_Source:_
______________________________

An intra predictor 102 may include an Adaptive Intra Smoothing (AIS) filter, a reference pixel interpolator and a DC filter. An AIS filter is a filter that performs filtering on the reference pixel of a current block, and may adaptively determine whether to apply a filter depending on a prediction mode in a current prediction unit. When the prediction mode of a current block is a mode that does not perform AIS filtering, an AIS filter may not be applied.
The reference pixel interpolator of an intra predictor 102 may interpolate a reference pixel to generate a reference pixel at a fractional unit position when an intra prediction mode in a prediction unit is a prediction unit that performs intra prediction based on a pixel value interpolating a reference pixel. When a prediction mode in a current prediction unit is a prediction mode that generates a prediction block without interpolating a reference pixel, a reference pixel may not be interpolated. A DC filter may generate a prediction block through filtering when the prediction mode of a current block is a DC mode.
An inter predictor 103 generates a prediction block by using motion information and a pre-reconstructed reference image stored in a memory 112. Motion information may include, for example, a motion vector, a reference picture index, a list 1 prediction flag, a list 0 prediction flag, etc.
A residual block including residual value information, which is a difference value between a prediction unit generated in predictors 102 and 103 and an original block in a prediction unit, may be generated. A generated residual block may be input to a transformer 130 and transformed.
An inter predictor 103 may derive a prediction block based on information of at least one of a previous picture or a subsequent picture of a current picture. In addition, based on information of some regions where encoding is completed within a current picture, the prediction block of a current block may be derived. An inter predictor 103 according to an embodiment of the present invention may include a reference picture interpolator, a motion predictor and a motion compensator.
A reference picture interpolator may receive reference picture information from a memory 112 and generate pixel information less than or equal to an integer pixel from a reference picture. For a luma pixel, a DCT-based 8-tap interpolation filter with a different filter coefficient may be used to generate pixel information less than or equal to an integer pixel in a ¼ pixel unit. For a chroma signal, a DCT-based 4-tap interpolation filter with a different filter coefficient may be used to generate pixel information less than or equal to an integer pixel in a ⅛ pixel unit.

______________________________

_Given instruction 1:_ In the passage on video prediction above, when may an AIS filter not be applied? Answer in one to three sentences.
_Given instruction 2:_ Please reproduce the entries starting at the first one and ending at the line that contains "276,189,321,208", with every "elephant" replaced by "horse" and all else unchanged.

_Material provided:_

______________________________

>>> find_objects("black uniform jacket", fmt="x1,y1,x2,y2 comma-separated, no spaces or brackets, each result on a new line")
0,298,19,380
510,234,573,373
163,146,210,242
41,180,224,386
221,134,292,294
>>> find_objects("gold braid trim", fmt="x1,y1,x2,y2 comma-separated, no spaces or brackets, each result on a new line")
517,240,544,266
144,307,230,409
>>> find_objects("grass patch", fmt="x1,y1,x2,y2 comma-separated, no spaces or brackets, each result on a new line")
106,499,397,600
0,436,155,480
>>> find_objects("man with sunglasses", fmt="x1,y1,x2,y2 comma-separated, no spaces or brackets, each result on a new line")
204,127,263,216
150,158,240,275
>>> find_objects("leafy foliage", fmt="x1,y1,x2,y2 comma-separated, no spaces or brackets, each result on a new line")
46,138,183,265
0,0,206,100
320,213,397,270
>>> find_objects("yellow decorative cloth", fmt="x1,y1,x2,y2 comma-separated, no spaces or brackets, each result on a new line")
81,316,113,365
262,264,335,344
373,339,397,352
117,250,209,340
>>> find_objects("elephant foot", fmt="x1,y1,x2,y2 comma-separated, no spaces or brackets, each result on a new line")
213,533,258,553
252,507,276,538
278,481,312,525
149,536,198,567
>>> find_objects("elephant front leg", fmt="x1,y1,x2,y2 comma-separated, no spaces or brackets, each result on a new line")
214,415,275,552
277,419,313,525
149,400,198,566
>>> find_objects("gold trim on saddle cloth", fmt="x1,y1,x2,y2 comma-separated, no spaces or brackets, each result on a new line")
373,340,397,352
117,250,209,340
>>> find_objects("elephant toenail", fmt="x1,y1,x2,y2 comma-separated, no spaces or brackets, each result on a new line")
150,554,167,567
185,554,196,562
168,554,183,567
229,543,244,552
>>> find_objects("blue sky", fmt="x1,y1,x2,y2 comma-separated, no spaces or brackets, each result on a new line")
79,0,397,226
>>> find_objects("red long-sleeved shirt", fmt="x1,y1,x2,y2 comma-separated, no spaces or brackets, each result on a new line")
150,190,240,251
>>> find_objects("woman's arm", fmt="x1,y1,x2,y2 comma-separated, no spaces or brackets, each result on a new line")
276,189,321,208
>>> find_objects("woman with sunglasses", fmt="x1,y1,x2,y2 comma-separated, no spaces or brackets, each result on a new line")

______________________________

_Finished answer 1:_ An AIS filter may not be applied when the prediction mode of the current block is a mode that does not perform AIS filtering. This is because the AIS filter adaptively decides whether to filter based on the prediction mode of the current prediction unit.

_Finished answer 2:_
>>> find_objects("black uniform jacket", fmt="x1,y1,x2,y2 comma-separated, no spaces or brackets, each result on a new line")
0,298,19,380
510,234,573,373
163,146,210,242
41,180,224,386
221,134,292,294
>>> find_objects("gold braid trim", fmt="x1,y1,x2,y2 comma-separated, no spaces or brackets, each result on a new line")
517,240,544,266
144,307,230,409
>>> find_objects("grass patch", fmt="x1,y1,x2,y2 comma-separated, no spaces or brackets, each result on a new line")
106,499,397,600
0,436,155,480
>>> find_objects("man with sunglasses", fmt="x1,y1,x2,y2 comma-separated, no spaces or brackets, each result on a new line")
204,127,263,216
150,158,240,275
>>> find_objects("leafy foliage", fmt="x1,y1,x2,y2 comma-separated, no spaces or brackets, each result on a new line")
46,138,183,265
0,0,206,100
320,213,397,270
>>> find_objects("yellow decorative cloth", fmt="x1,y1,x2,y2 comma-separated, no spaces or brackets, each result on a new line")
81,316,113,365
262,264,335,344
373,339,397,352
117,250,209,340
>>> find_objects("horse foot", fmt="x1,y1,x2,y2 comma-separated, no spaces or brackets, each result on a new line")
213,533,258,553
252,507,276,538
278,481,312,525
149,536,198,567
>>> find_objects("horse front leg", fmt="x1,y1,x2,y2 comma-separated, no spaces or brackets, each result on a new line")
214,415,275,552
277,419,313,525
149,400,198,566
>>> find_objects("gold trim on saddle cloth", fmt="x1,y1,x2,y2 comma-separated, no spaces or brackets, each result on a new line")
373,340,397,352
117,250,209,340
>>> find_objects("horse toenail", fmt="x1,y1,x2,y2 comma-separated, no spaces or brackets, each result on a new line")
150,554,167,567
185,554,196,562
168,554,183,567
229,543,244,552
>>> find_objects("blue sky", fmt="x1,y1,x2,y2 comma-separated, no spaces or brackets, each result on a new line")
79,0,397,226
>>> find_objects("red long-sleeved shirt", fmt="x1,y1,x2,y2 comma-separated, no spaces or brackets, each result on a new line")
150,190,240,251
>>> find_objects("woman's arm", fmt="x1,y1,x2,y2 comma-separated, no spaces or brackets, each result on a new line")
276,189,321,208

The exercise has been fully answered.